Given task>
Write out the entries, please, from the line containing "Each instance receives one keypoint. Put a point on the lips" through their final line, exactly and with nothing else.

----- Record set

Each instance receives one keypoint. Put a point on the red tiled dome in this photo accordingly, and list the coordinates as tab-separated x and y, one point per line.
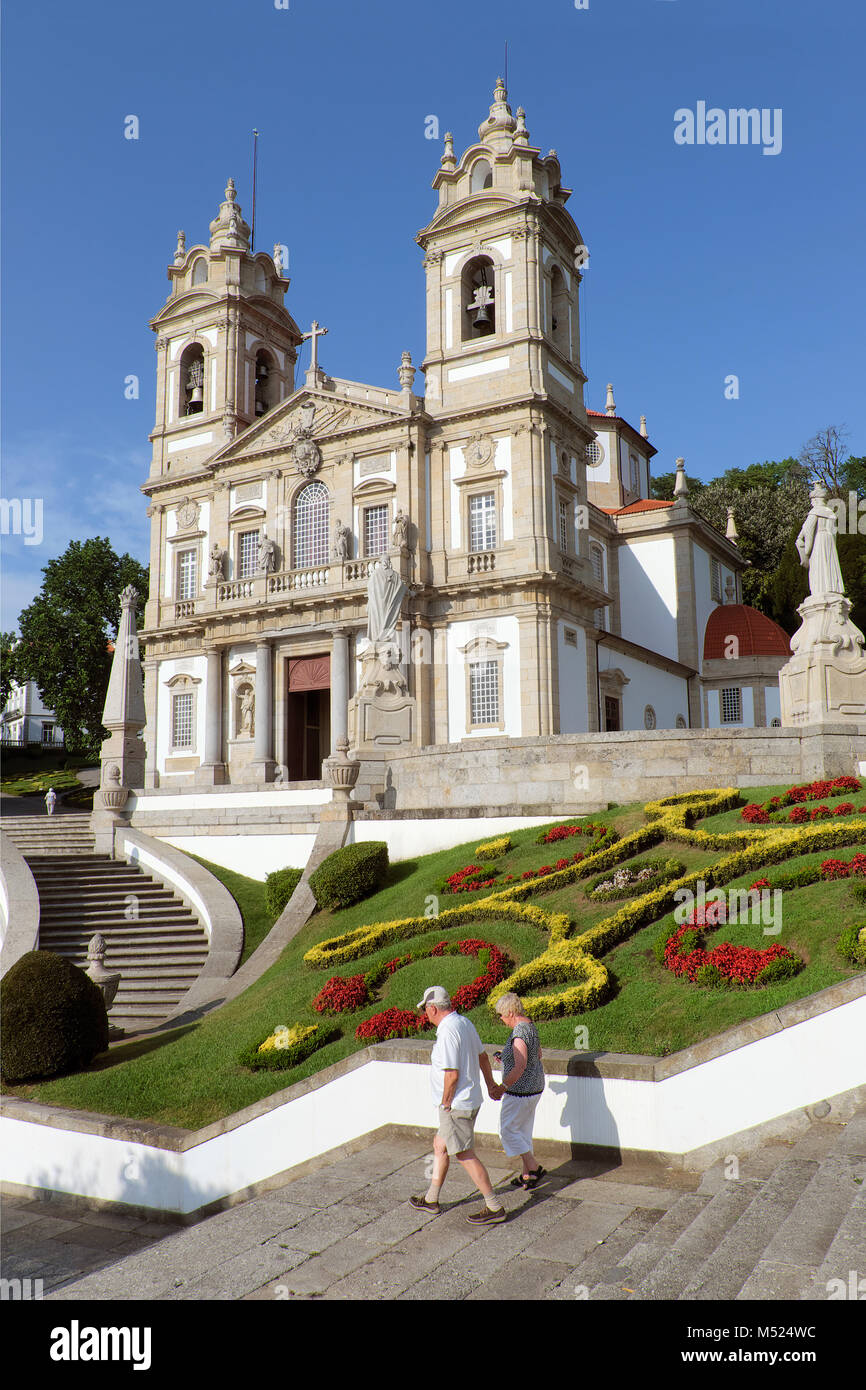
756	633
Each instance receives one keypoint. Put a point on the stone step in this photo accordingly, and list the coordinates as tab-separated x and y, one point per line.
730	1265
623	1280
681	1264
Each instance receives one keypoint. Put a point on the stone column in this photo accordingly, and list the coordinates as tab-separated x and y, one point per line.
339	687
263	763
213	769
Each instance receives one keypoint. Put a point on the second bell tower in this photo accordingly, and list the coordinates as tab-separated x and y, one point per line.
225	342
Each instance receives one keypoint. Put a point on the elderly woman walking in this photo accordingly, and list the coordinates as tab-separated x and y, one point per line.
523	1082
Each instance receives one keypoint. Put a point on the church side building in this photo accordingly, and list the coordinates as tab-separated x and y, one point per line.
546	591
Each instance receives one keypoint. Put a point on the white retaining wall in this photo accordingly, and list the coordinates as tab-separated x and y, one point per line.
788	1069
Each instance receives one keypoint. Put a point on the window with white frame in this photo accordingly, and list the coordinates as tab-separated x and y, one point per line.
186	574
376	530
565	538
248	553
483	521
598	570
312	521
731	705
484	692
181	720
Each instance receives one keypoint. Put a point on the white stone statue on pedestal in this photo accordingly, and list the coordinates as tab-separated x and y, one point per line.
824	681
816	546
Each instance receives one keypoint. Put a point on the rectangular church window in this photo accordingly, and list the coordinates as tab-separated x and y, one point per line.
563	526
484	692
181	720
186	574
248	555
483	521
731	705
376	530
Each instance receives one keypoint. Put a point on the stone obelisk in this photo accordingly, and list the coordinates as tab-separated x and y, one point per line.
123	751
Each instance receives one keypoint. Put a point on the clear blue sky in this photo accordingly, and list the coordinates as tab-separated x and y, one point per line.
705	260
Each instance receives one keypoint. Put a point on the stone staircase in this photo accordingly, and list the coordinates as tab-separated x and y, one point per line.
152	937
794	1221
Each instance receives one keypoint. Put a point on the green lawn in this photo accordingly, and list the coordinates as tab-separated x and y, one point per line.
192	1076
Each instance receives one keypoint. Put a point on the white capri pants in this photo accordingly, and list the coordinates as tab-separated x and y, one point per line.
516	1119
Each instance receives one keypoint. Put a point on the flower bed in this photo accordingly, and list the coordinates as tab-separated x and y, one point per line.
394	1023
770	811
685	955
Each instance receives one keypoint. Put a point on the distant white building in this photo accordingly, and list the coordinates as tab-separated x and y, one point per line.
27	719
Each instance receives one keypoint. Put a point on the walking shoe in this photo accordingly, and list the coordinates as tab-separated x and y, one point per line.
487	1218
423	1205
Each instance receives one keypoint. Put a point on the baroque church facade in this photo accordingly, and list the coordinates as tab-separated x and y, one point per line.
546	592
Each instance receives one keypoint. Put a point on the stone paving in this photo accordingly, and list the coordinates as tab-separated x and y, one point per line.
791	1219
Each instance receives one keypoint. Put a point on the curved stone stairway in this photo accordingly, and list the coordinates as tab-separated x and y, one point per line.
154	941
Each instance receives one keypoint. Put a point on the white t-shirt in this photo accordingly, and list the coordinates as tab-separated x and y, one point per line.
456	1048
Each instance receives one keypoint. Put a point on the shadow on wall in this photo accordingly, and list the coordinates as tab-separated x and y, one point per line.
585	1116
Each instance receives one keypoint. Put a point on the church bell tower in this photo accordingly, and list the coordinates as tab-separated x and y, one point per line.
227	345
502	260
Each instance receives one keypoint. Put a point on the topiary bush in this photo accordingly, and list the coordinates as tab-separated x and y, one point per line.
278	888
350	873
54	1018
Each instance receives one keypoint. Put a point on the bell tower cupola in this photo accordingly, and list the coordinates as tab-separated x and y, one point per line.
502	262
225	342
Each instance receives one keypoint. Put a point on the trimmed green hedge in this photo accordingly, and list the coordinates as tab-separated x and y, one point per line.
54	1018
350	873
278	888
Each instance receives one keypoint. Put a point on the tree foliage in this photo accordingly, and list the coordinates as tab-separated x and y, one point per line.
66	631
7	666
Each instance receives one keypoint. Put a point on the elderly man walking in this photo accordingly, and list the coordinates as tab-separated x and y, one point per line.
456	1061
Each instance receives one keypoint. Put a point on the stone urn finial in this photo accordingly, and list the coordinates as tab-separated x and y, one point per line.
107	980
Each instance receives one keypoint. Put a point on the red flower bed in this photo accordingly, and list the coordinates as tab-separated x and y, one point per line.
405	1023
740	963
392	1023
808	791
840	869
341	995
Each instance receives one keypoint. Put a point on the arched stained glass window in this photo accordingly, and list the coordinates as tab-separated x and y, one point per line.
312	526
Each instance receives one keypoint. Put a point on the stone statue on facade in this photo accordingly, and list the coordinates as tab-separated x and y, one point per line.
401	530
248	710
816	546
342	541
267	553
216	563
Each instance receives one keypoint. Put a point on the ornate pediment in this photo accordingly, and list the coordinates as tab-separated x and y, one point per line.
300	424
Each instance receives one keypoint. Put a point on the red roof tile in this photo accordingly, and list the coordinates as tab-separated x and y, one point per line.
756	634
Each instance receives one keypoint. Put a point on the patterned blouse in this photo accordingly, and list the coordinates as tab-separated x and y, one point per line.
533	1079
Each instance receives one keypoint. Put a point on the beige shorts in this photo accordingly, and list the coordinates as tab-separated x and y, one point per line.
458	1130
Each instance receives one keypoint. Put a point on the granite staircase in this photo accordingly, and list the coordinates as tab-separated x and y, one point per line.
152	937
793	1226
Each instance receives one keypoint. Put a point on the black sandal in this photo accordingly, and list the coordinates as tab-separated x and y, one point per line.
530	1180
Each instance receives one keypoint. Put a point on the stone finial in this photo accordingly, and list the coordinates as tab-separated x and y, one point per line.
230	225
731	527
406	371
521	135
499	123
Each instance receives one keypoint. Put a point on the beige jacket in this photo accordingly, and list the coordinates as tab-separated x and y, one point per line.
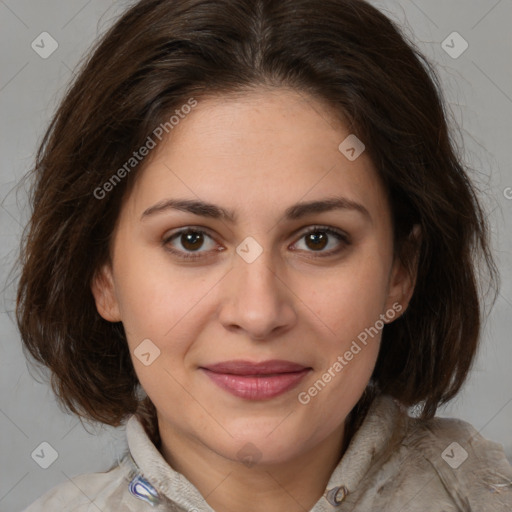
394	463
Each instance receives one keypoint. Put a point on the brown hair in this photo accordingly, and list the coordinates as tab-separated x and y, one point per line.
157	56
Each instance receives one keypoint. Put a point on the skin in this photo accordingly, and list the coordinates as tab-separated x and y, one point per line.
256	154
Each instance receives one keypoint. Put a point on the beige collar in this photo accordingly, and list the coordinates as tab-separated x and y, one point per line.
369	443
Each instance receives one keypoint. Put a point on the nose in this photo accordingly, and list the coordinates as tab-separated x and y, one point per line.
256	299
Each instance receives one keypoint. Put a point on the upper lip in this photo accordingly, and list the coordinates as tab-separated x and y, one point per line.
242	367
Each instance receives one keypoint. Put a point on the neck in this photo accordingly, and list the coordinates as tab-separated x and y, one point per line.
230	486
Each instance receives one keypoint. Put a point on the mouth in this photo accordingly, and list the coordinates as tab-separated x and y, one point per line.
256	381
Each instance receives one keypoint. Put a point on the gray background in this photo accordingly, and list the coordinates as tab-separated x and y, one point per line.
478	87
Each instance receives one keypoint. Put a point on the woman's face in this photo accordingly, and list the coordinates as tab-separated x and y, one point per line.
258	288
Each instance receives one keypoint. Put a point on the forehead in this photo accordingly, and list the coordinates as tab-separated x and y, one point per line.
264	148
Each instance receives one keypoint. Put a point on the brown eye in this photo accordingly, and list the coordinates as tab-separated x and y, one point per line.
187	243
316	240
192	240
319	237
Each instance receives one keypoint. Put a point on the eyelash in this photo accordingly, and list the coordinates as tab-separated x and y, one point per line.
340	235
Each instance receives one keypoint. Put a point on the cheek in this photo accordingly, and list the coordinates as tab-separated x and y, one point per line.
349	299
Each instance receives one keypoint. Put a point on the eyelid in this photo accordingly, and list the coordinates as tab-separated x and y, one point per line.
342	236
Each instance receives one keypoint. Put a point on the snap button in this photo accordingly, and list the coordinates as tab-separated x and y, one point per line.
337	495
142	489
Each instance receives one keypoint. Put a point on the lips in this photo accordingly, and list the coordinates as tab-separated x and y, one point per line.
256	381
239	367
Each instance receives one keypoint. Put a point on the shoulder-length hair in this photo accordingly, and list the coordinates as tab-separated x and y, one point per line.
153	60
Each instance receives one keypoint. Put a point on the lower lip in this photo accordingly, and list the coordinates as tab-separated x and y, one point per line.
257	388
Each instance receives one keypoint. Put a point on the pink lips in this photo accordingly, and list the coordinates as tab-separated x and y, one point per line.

----------

Written answer>
Each instance receives one keypoint. Put a point on the lips in this photo accordingly, and list the coordinates as tab-separated x and y, one point per line.
256	381
239	367
Each instance receives one keypoint. Put a point on the shoulder-length hair in this photo accordingly, and list the coordinates as tab-separated x and y, one point per line.
153	60
Each instance receives one keypoint. Put a point on the lower lip in this photo accordingly, and list the coordinates as tab-separated x and y, one point per line.
257	388
Each instance receives one keypoint. Put a point on the pink lips in this photo accordingly, and list the coordinates as tab-separated x and y, one point per line.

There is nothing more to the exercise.